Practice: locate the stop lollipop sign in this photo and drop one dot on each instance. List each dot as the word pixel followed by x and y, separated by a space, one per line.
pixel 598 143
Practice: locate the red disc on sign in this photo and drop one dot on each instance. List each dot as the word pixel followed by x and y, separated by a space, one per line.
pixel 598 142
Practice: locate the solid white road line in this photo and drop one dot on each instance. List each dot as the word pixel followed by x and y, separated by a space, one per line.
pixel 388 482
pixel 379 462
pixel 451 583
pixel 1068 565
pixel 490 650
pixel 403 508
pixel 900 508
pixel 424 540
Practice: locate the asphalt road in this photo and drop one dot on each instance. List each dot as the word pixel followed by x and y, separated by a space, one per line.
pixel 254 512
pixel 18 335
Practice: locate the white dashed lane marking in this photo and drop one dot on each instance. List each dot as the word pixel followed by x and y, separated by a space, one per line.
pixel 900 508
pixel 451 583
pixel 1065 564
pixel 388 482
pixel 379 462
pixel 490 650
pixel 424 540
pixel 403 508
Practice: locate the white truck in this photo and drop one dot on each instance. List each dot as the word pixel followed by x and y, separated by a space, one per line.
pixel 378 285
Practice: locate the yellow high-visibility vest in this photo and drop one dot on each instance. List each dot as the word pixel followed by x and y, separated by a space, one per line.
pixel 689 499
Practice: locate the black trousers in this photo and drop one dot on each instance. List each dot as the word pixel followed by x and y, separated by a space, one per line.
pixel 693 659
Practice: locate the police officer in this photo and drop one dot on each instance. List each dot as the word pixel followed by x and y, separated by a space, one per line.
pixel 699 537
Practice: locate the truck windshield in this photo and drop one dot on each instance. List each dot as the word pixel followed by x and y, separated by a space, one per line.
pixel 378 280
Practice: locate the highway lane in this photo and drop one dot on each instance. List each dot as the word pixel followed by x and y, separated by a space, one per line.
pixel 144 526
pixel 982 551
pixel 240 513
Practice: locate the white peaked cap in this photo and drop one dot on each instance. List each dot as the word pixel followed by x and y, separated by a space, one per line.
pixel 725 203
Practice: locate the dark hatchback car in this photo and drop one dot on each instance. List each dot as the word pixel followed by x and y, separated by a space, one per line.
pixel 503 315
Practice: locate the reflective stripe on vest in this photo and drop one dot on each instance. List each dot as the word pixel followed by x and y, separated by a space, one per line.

Problem statement:
Copy the records word for word, from their very first line through the line with "pixel 378 285", with both end lines included. Give only those lines.

Result for this exercise:
Practice: locate the stop lollipop sign in this photo and drop one dot on each instance. List each dot as the word pixel followed by x and y, separated by a space, one per line.
pixel 598 143
Practice: locate the red disc on sign in this photo and drop one dot on each instance. List each dot as the word pixel followed by x and y, separated by a space, one per line.
pixel 598 142
Practice: locate the solid white road line in this photo and drop one dot on each instance. List each dot as the word pixel followed by x and y, separated by a space, one per line.
pixel 388 482
pixel 379 462
pixel 451 583
pixel 1068 565
pixel 490 650
pixel 403 508
pixel 900 508
pixel 424 540
Practice: locate the asphalt road in this photo and drop one dot on each instance. List each dot as the word pixel followed by x and y, separated by a space, one per line.
pixel 254 512
pixel 18 335
Practice: locate the white dashed lane marking in this photo and drop one dot on each instance. List each dot as the word pixel followed by x and y, separated by a space, one per line.
pixel 900 508
pixel 451 583
pixel 1065 564
pixel 388 482
pixel 379 462
pixel 490 650
pixel 424 540
pixel 403 508
Practice: locate the white truck in this photo and drop one dot on each instance. List each dot as the word pixel followed by x and y, separated by a space, one per line.
pixel 378 285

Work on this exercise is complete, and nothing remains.